Marta Kowalczuk: Bei mir war es ziemlich einfach. Meine Eltern sind Musiker und als ich jung war, war ich jeden Freitag in der Philharmonie und habe meinen Vater Fagott spielen gehört. Mit vier Jahren, hatte ich die Idee, dass ich gerne ein Stück für dieses Orchester schreiben würde. Ich weiß nicht warum, aber das war so. Und als ich mit sechs zur Schule gegangen bin, habe ich auch angefangen zu komponieren, das kam für mich wirklich ganz natürlich und hat mich wirklich interessiert. Ich habe dann angefangen Geige zu spielen, aber das Komponieren war immer auch da. Als ich älter wurde, habe ich Kompositionsunterricht bekommen. Später musste ich nicht groß darüber nachdenken, dieses Studium zu wählen; ich wusste von Anfang an, dass ich Komposition studieren werde.
Futyma: Und wie ist es dann zur Gründung der AG gekommen? Was war eure Idee dabei?
Kowalczuk: Romeo und ich sind befreundet; wir haben uns in Weimar kennengelernt und oft über Neue Musik gesprochen und natürlich auch darüber, wie die Szene so aufgestellt ist. Dabei ist uns aufgefallen, dass es nichts für junge Komponisten gibt und wir da gerne etwas machen würden.
Wecks: Meine erste Idee zu dieser Arbeitsgemeinschaft wurde eigentlich dadurch ausgelöst, dass Charlotte Seither mich fragte, ob ich mich für die Zukunftswerkstatt beim Deutschen Musikrat nominieren lassen würde. Ein Schlüsselerlebnis war dann meine erste Versammlung aller Vorsitzenden der Landesverbände im Komponistenverband, bei der ich merkte, dass die jungen Stimmen bei uns wirklich sehr unterrepräsentiert sind. In den Gesprächen mit Marta ist die Idee dann ganz natürlich gewachsen und wir haben uns gedacht, warum setzen wir nicht gleich an der Quelle an, bei den Komponist*innen in unserem Verband?

Extrahierte Einträge:
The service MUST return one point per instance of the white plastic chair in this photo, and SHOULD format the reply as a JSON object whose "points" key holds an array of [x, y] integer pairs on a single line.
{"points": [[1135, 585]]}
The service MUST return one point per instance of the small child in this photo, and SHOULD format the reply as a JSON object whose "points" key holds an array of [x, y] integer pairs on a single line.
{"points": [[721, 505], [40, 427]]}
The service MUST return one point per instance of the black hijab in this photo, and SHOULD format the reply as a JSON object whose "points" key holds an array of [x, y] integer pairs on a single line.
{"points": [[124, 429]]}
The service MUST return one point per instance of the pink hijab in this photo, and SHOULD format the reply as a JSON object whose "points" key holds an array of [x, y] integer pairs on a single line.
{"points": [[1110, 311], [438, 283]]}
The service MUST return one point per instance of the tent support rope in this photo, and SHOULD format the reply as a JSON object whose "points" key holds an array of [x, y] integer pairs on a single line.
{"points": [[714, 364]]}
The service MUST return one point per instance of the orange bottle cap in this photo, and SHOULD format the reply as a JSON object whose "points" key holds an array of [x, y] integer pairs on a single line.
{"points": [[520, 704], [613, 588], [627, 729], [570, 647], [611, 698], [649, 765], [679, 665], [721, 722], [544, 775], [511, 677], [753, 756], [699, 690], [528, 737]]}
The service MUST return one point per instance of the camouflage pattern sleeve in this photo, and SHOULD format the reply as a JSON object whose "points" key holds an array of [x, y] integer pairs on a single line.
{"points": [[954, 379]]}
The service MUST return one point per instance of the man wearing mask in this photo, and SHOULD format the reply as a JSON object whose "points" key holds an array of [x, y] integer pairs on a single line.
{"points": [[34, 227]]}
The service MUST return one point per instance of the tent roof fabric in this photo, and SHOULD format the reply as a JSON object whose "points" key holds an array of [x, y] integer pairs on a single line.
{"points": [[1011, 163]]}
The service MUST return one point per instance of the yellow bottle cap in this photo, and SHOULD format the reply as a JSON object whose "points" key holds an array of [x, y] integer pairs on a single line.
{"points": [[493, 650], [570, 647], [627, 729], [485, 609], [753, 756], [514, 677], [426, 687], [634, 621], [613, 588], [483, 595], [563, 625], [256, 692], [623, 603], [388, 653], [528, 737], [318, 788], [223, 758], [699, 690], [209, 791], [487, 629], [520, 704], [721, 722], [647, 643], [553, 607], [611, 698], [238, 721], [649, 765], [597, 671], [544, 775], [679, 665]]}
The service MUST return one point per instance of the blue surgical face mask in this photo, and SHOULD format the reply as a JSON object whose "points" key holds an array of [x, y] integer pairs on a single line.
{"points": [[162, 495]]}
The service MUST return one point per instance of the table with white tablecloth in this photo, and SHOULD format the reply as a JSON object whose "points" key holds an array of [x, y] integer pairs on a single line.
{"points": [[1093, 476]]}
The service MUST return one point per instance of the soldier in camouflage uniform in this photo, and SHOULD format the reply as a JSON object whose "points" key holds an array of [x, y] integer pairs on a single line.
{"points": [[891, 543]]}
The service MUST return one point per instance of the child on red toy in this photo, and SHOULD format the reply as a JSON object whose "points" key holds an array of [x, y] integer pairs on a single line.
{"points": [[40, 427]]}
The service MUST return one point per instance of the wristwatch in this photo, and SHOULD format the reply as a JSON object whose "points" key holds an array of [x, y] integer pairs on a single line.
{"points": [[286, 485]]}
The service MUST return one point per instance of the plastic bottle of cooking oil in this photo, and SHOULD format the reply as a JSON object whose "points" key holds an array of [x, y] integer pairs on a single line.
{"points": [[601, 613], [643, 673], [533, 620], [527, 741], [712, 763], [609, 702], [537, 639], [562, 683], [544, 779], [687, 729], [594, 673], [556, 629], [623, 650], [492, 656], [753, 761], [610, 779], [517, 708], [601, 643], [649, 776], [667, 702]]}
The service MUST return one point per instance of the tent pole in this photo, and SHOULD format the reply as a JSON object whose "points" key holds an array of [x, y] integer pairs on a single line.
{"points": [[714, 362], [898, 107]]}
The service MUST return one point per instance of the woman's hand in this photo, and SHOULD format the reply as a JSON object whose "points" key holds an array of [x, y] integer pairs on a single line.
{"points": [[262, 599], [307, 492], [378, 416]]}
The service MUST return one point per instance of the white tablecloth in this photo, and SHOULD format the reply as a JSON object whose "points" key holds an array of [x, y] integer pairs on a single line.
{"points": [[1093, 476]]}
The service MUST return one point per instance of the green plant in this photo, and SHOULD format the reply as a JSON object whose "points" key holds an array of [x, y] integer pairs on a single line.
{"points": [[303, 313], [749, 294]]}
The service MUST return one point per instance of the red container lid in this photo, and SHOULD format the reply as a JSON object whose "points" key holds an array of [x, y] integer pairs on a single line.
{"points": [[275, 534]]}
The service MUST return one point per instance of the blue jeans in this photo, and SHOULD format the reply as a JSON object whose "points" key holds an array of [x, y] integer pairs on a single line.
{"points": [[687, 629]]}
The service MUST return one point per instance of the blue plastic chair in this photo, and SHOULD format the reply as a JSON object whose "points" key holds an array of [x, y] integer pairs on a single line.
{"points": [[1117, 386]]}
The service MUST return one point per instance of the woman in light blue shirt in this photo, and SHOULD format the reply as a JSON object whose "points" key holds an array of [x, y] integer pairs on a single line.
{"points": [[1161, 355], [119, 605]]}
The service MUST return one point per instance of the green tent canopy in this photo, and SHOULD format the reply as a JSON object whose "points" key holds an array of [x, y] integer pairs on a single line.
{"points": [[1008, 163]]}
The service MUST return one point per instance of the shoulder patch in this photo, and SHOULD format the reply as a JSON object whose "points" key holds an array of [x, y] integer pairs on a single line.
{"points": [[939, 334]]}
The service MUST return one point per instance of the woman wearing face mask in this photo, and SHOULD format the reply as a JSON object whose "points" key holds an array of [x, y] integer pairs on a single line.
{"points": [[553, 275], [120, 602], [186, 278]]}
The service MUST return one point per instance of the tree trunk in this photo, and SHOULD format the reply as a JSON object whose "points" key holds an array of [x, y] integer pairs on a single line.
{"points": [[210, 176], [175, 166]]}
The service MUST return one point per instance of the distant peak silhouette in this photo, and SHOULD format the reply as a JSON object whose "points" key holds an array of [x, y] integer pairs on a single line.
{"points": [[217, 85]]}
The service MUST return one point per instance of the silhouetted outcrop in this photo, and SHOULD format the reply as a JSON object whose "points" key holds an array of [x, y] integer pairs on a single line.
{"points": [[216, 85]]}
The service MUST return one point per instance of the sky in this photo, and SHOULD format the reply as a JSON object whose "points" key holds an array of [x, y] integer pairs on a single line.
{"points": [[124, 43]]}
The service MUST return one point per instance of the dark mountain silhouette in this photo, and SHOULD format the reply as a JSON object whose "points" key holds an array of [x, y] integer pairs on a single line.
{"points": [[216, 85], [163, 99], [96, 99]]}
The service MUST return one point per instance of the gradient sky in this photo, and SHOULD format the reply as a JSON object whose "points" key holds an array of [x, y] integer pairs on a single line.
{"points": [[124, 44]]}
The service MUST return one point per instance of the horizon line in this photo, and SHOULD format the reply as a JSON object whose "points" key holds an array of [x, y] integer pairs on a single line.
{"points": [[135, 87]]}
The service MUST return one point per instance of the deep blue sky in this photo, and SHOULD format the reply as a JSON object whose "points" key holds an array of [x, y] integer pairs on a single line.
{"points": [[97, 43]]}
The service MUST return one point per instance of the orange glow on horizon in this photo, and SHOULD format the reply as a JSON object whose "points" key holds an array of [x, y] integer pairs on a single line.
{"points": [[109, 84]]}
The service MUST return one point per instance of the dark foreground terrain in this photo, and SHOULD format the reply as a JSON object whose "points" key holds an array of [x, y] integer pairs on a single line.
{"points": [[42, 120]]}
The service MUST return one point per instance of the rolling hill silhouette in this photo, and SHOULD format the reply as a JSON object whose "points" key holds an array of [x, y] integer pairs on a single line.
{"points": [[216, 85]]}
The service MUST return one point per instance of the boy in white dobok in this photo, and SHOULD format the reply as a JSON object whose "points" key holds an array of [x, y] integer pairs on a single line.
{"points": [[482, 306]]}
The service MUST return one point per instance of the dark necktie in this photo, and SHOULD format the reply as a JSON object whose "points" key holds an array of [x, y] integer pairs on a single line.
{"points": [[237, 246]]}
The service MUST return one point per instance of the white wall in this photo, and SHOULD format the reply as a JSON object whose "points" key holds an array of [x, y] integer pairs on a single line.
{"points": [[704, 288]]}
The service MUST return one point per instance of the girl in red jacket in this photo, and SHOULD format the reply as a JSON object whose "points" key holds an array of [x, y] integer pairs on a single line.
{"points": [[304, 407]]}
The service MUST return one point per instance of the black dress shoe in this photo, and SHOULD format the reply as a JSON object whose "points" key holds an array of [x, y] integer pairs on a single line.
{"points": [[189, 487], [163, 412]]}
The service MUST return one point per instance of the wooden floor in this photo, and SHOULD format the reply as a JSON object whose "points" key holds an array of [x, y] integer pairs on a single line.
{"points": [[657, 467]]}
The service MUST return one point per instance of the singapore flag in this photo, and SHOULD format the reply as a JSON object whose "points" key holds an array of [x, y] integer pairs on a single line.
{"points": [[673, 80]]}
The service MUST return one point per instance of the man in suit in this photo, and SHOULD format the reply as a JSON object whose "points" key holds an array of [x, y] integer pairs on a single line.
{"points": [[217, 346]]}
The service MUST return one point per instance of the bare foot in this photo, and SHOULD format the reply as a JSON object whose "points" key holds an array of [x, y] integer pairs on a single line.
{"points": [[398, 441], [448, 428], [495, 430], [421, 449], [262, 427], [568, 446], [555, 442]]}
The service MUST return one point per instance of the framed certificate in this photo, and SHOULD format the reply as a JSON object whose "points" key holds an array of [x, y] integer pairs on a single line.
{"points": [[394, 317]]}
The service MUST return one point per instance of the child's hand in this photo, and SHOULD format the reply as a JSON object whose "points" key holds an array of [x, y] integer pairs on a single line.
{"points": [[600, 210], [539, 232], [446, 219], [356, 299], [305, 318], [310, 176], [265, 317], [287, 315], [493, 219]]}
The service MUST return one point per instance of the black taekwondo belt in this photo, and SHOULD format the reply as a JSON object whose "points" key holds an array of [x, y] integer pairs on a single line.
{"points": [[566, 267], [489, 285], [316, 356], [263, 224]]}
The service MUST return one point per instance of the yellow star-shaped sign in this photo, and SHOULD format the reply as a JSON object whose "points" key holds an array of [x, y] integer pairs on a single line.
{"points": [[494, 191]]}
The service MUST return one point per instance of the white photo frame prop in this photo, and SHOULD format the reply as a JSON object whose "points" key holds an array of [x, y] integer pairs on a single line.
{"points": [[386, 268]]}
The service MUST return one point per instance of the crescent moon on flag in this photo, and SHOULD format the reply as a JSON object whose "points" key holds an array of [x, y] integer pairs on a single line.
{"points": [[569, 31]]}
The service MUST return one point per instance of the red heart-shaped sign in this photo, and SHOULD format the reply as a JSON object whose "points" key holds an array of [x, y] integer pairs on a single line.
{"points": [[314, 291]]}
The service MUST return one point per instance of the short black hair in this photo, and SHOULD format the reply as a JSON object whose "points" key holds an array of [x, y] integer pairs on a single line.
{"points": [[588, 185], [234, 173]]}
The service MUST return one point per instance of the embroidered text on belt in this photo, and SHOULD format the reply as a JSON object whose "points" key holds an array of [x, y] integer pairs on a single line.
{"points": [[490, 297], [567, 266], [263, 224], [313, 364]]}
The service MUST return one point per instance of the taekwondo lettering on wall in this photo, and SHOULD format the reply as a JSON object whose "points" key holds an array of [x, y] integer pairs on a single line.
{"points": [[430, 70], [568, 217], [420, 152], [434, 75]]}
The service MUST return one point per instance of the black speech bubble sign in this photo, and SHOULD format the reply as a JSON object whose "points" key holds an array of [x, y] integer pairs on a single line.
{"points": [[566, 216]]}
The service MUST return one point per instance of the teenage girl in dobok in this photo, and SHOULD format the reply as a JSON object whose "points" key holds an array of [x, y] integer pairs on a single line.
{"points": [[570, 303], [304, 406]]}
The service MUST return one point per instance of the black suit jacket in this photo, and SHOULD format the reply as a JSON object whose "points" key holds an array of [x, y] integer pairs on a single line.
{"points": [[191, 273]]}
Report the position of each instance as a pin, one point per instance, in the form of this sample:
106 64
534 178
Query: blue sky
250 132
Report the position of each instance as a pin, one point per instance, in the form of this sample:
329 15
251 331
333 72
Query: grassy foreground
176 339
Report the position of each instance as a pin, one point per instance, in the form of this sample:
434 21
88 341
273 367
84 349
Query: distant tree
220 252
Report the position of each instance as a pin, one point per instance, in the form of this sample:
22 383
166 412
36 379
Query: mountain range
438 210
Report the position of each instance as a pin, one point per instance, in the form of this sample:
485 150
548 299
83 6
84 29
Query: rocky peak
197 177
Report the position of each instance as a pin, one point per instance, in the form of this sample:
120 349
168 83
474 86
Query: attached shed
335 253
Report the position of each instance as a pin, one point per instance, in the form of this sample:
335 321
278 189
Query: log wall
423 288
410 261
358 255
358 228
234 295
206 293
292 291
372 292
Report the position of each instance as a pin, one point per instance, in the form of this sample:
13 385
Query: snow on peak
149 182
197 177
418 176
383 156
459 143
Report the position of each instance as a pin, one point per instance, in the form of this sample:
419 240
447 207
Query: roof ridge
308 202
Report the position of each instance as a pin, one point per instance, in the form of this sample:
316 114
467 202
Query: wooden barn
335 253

Ziel der Übung:
Welches Instrument hörte Marta Kowalczuk ihren Vater laut dem vorgegebenen Text freitags in der Philharmonie spielen? Für die Bearbeitung werden die Einträge nicht gebraucht.

Antwort zur Aufgabe:
Fagott.